- _Goal of the exercise_
Return the passage of the Kubernetes manager policy guide starting at "This guide provides" and ending at "cores (e.g., 2, 4).", copied word for word.

Optimize Pod Performance with Manager Policies

This guide provides Kubernetes cluster administrators with a practical, ready-to-apply manual for enabling and validating CPU ManagerPolicy, Memory ManagerPolicy, and Topology ManagerPolicy. By aligning CPU pinning, NUMA affinity, and topology alignment, you can deliver consistent latency and improved performance for critical workloads.

Scope and Prerequisites

Roles and Permissions

Requires maintenance window access, kubectl admin privileges, and SSH access to nodes.

Workload Requirements

To achieve dedicated CPU and NUMA affinity, Pods must run in Guaranteed QoS class: requests = limits and CPU specified in full cores (e.g., 2, 4).

Not Covered

HugePages are out of scope. If you need HugePages support, contact your support team.

Quick Start: Sample Kubelet Config

Add the following snippet to /var/lib/kubelet/config.yaml, adjusting values for your environment:

# —— CPU ManagerPolicy ——
cpuManagerPolicy: "static"              # Options: none | static
cpuManagerPolicyOptions:
  full-pcpus-only: "true"               # Recommended: allocate only full cores
cpuManagerReconcilePeriod: "5s"

- _Material provided_
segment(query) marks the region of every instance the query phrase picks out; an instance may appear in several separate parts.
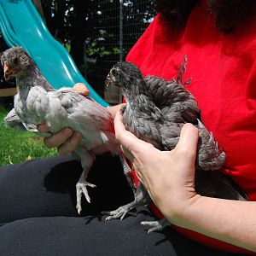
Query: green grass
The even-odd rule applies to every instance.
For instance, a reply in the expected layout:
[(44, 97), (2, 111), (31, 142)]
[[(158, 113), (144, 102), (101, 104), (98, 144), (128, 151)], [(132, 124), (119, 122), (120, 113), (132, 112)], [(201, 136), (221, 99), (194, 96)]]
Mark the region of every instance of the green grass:
[(3, 118), (7, 113), (0, 105), (0, 166), (57, 154), (55, 149), (47, 148), (38, 136), (6, 127)]

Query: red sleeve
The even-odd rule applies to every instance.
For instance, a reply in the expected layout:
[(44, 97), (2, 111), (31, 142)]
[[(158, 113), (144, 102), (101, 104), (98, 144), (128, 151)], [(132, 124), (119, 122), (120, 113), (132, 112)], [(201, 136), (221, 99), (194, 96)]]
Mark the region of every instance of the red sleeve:
[[(205, 125), (226, 153), (224, 172), (251, 201), (256, 201), (255, 27), (254, 15), (247, 17), (234, 32), (223, 34), (198, 4), (185, 29), (167, 26), (156, 16), (126, 58), (144, 76), (172, 79), (187, 55), (184, 79), (192, 79), (187, 88), (198, 102)], [(155, 207), (153, 209), (160, 218)], [(248, 253), (191, 230), (175, 229), (210, 247)]]

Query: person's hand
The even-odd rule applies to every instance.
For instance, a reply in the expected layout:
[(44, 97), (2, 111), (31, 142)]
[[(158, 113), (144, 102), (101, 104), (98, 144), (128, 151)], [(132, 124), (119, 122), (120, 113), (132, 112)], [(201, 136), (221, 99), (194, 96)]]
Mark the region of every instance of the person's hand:
[[(137, 175), (160, 210), (170, 216), (191, 203), (195, 191), (195, 160), (198, 130), (183, 125), (172, 151), (160, 151), (126, 131), (119, 112), (114, 119), (116, 137), (125, 155), (134, 163)], [(171, 212), (170, 212), (171, 211)]]
[[(90, 94), (86, 85), (82, 83), (76, 84), (73, 89), (84, 96)], [(38, 130), (40, 132), (49, 132), (49, 129), (45, 124), (38, 125)], [(57, 148), (58, 154), (64, 155), (73, 152), (78, 147), (81, 139), (82, 136), (80, 133), (73, 132), (71, 128), (66, 127), (55, 134), (44, 138), (44, 143), (47, 148)]]

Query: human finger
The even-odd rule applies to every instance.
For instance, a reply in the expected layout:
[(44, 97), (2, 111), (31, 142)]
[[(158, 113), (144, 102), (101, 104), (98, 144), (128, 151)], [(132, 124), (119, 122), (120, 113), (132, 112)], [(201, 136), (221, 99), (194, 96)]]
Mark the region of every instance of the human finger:
[(84, 96), (88, 96), (90, 94), (90, 90), (87, 86), (83, 83), (77, 83), (73, 87), (79, 94), (81, 94)]
[(73, 132), (70, 128), (64, 128), (51, 137), (45, 137), (44, 140), (44, 145), (47, 148), (60, 147), (73, 135)]
[(180, 137), (175, 149), (186, 154), (187, 157), (195, 162), (198, 138), (198, 129), (192, 124), (187, 123), (181, 130)]
[(49, 132), (49, 128), (45, 123), (38, 125), (37, 128), (40, 132)]

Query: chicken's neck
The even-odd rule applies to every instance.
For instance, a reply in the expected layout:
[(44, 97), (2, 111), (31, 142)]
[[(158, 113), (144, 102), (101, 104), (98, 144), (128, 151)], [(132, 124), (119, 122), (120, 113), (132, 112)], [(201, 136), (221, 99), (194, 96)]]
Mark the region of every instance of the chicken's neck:
[(36, 65), (31, 65), (23, 73), (19, 73), (16, 76), (16, 84), (19, 90), (29, 90), (34, 86), (41, 86), (46, 91), (54, 90)]
[(133, 113), (143, 113), (144, 116), (148, 114), (148, 117), (154, 115), (157, 119), (162, 118), (162, 113), (155, 106), (154, 100), (148, 91), (144, 81), (133, 84), (135, 86), (130, 86), (129, 90), (123, 89), (122, 93), (126, 100), (127, 112)]

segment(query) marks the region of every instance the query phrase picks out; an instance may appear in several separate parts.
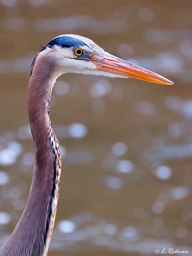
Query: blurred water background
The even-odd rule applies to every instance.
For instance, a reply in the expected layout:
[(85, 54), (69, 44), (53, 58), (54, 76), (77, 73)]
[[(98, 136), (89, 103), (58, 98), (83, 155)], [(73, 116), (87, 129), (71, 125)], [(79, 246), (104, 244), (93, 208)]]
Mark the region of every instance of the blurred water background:
[(58, 79), (51, 115), (62, 168), (48, 255), (192, 255), (191, 1), (1, 0), (0, 21), (1, 244), (32, 177), (31, 64), (71, 33), (175, 84)]

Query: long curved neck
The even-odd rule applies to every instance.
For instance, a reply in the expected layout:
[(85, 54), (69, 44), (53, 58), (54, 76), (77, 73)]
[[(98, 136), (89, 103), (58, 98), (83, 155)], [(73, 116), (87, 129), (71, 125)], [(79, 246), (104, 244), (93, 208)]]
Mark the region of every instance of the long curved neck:
[(28, 97), (35, 146), (33, 180), (23, 213), (10, 237), (0, 248), (0, 256), (47, 254), (55, 221), (61, 168), (59, 145), (49, 116), (52, 89), (59, 75), (54, 60), (42, 52), (33, 68)]

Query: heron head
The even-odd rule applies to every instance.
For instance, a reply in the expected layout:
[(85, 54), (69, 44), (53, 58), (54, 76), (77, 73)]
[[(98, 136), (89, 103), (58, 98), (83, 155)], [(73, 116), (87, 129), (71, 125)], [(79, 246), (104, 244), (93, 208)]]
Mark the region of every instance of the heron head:
[(92, 40), (80, 36), (59, 36), (52, 40), (39, 54), (44, 51), (53, 55), (61, 74), (133, 77), (157, 84), (173, 84), (160, 75), (105, 52)]

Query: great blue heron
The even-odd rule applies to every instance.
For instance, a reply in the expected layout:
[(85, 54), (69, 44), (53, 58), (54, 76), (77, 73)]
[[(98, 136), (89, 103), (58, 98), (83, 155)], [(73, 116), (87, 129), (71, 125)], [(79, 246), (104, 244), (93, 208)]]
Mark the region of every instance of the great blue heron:
[(131, 77), (172, 84), (171, 81), (107, 52), (93, 41), (74, 35), (52, 40), (33, 62), (28, 111), (34, 140), (35, 163), (29, 195), (22, 215), (0, 256), (45, 256), (56, 213), (61, 162), (59, 142), (51, 125), (49, 103), (57, 78), (67, 73)]

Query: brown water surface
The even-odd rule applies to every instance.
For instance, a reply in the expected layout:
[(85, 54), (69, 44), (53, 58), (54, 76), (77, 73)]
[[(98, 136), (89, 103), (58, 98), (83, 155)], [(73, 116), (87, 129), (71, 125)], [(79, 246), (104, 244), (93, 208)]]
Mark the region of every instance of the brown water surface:
[(40, 45), (73, 34), (175, 84), (58, 79), (51, 114), (62, 174), (48, 255), (192, 255), (191, 1), (2, 0), (0, 17), (1, 244), (32, 177), (31, 64)]

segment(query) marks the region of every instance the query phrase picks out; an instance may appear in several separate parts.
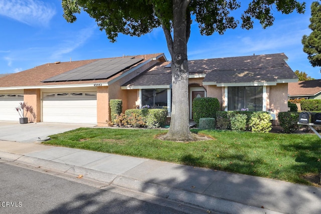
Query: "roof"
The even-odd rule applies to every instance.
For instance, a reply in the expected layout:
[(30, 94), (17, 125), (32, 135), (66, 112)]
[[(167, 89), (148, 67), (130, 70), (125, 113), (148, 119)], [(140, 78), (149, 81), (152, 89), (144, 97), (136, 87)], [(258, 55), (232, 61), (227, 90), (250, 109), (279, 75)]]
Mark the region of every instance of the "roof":
[(11, 74), (0, 74), (0, 78), (1, 78), (3, 76), (7, 76), (8, 75)]
[(71, 81), (43, 82), (43, 81), (50, 78), (65, 73), (73, 70), (101, 60), (122, 58), (113, 58), (104, 59), (95, 59), (83, 60), (68, 62), (56, 62), (48, 63), (34, 68), (29, 69), (18, 73), (13, 74), (0, 78), (0, 89), (10, 89), (12, 88), (41, 88), (45, 86), (50, 86), (60, 85), (83, 84), (101, 82), (108, 82), (117, 77), (125, 74), (133, 68), (139, 66), (152, 58), (164, 56), (163, 54), (154, 54), (146, 55), (138, 55), (130, 56), (131, 58), (141, 58), (143, 60), (136, 64), (126, 68), (120, 72), (111, 77), (103, 80), (79, 80)]
[(291, 96), (314, 96), (321, 92), (321, 80), (290, 82), (288, 93)]
[[(216, 58), (189, 61), (190, 76), (203, 77), (203, 84), (218, 86), (275, 85), (297, 82), (286, 64), (284, 54)], [(172, 82), (171, 69), (166, 62), (155, 66), (122, 86), (122, 88), (143, 88)]]

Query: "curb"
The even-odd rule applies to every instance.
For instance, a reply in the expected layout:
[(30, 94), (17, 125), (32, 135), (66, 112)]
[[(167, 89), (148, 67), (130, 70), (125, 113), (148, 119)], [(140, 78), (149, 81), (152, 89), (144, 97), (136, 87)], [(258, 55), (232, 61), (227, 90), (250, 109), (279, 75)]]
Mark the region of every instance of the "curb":
[[(3, 152), (0, 152), (0, 162), (29, 169), (31, 166), (34, 168), (33, 170), (74, 181), (77, 179), (78, 182), (87, 184), (90, 184), (90, 186), (97, 188), (118, 187), (172, 202), (212, 210), (214, 212), (280, 214), (211, 196), (81, 166)], [(77, 179), (80, 175), (82, 176), (82, 178)]]

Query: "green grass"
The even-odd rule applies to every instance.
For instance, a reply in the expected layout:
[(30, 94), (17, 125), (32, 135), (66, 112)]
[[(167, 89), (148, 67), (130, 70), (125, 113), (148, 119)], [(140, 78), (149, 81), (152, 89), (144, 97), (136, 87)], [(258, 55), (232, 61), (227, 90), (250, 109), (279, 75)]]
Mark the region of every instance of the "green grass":
[(315, 134), (192, 130), (213, 140), (179, 142), (157, 139), (164, 130), (80, 128), (46, 143), (298, 184), (309, 184), (301, 176), (321, 171), (321, 140)]

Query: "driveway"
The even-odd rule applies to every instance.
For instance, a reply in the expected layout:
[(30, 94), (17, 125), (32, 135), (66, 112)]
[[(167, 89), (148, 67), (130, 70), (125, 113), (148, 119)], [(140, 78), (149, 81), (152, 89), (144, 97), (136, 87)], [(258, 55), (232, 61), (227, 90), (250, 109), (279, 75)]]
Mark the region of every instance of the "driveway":
[(18, 122), (0, 121), (0, 140), (34, 142), (38, 138), (62, 133), (81, 127), (94, 127), (93, 124), (32, 122), (20, 124)]

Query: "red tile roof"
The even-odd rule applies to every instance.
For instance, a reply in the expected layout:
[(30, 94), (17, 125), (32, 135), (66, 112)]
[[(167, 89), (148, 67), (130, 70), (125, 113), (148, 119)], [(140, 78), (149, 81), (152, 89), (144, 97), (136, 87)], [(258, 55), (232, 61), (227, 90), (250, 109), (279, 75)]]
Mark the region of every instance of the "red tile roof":
[(321, 92), (321, 80), (289, 82), (288, 93), (291, 96), (313, 96)]

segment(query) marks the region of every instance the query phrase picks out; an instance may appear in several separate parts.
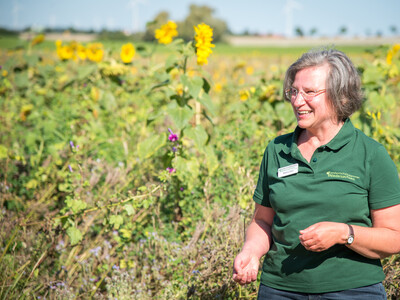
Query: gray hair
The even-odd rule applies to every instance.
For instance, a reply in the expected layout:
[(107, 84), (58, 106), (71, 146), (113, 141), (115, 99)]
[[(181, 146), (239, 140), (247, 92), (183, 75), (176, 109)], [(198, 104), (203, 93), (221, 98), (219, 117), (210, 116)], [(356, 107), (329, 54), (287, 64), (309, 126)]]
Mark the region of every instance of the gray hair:
[(292, 87), (297, 72), (325, 63), (329, 65), (326, 79), (328, 101), (334, 108), (338, 120), (345, 120), (361, 107), (363, 94), (357, 69), (346, 54), (339, 50), (312, 50), (304, 53), (286, 71), (283, 95), (290, 101), (285, 96), (285, 90)]

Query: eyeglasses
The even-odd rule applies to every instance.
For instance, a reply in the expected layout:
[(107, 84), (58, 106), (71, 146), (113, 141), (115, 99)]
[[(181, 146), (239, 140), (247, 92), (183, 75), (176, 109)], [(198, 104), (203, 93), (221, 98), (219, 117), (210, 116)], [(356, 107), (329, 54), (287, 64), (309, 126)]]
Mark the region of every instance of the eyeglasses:
[(292, 87), (290, 89), (285, 90), (286, 99), (290, 101), (294, 101), (297, 98), (297, 95), (300, 93), (303, 96), (304, 100), (311, 101), (314, 97), (321, 95), (326, 92), (326, 89), (319, 90), (319, 91), (299, 91), (298, 89)]

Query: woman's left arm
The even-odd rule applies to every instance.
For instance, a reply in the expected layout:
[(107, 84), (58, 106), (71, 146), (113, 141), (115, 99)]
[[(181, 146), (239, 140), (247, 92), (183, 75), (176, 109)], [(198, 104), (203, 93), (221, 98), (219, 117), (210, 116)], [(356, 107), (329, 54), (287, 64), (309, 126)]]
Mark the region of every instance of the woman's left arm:
[[(373, 259), (400, 253), (400, 204), (371, 210), (372, 227), (352, 225), (354, 241), (347, 245), (353, 251)], [(300, 230), (300, 242), (310, 251), (320, 252), (335, 244), (346, 244), (347, 224), (320, 222)]]
[(368, 258), (400, 253), (400, 204), (371, 210), (372, 227), (353, 226), (354, 242), (348, 247)]

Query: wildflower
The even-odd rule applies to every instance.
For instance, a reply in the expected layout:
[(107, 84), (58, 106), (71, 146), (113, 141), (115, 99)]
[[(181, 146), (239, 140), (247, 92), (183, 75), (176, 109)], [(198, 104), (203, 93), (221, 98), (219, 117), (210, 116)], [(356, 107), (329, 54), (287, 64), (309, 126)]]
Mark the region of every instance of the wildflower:
[(135, 56), (135, 47), (132, 45), (132, 43), (127, 43), (122, 46), (121, 60), (124, 63), (126, 64), (131, 63), (134, 56)]
[(94, 62), (101, 62), (104, 55), (103, 45), (101, 43), (89, 44), (86, 48), (87, 58)]
[(89, 252), (94, 254), (94, 256), (96, 256), (96, 257), (99, 256), (100, 251), (101, 251), (101, 247), (100, 246), (89, 250)]
[(80, 60), (86, 60), (87, 54), (86, 54), (86, 48), (84, 46), (79, 44), (77, 46), (76, 53)]
[(174, 173), (174, 172), (176, 171), (174, 168), (170, 168), (170, 167), (168, 167), (166, 170), (167, 170), (170, 174), (171, 174), (171, 173)]
[(168, 136), (168, 139), (169, 139), (171, 142), (176, 142), (176, 141), (178, 140), (178, 136), (177, 136), (175, 133), (173, 133), (172, 130), (171, 130), (170, 128), (168, 128), (168, 131), (171, 133), (171, 134)]
[(241, 90), (239, 91), (240, 100), (246, 101), (250, 98), (250, 92), (248, 90)]
[(61, 60), (71, 59), (74, 55), (74, 50), (69, 45), (63, 45), (61, 41), (56, 42), (57, 55)]
[(194, 27), (196, 32), (195, 40), (196, 40), (196, 55), (197, 55), (197, 64), (204, 65), (208, 64), (208, 56), (212, 53), (211, 48), (215, 47), (215, 45), (211, 44), (213, 30), (210, 26), (201, 23)]
[(154, 36), (160, 44), (170, 44), (172, 39), (178, 35), (176, 28), (177, 25), (175, 22), (168, 21), (168, 23), (162, 25), (159, 29), (154, 31)]
[(35, 45), (37, 45), (37, 44), (42, 43), (43, 41), (44, 41), (44, 34), (39, 34), (39, 35), (35, 36), (35, 37), (32, 39), (31, 44), (32, 44), (32, 46), (35, 46)]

- _Task answer_
This guide provides Kubernetes cluster administrators with a practical, ready-to-apply manual for enabling and validating CPU ManagerPolicy, Memory ManagerPolicy, and Topology ManagerPolicy. By aligning CPU pinning, NUMA affinity, and topology alignment, you can deliver consistent latency and improved performance for critical workloads.

Scope and Prerequisites

Roles and Permissions

Requires maintenance window access, kubectl admin privileges, and SSH access to nodes.

Workload Requirements

To achieve dedicated CPU and NUMA affinity, Pods must run in Guaranteed QoS class: requests = limits and CPU specified in full cores (e.g., 2, 4).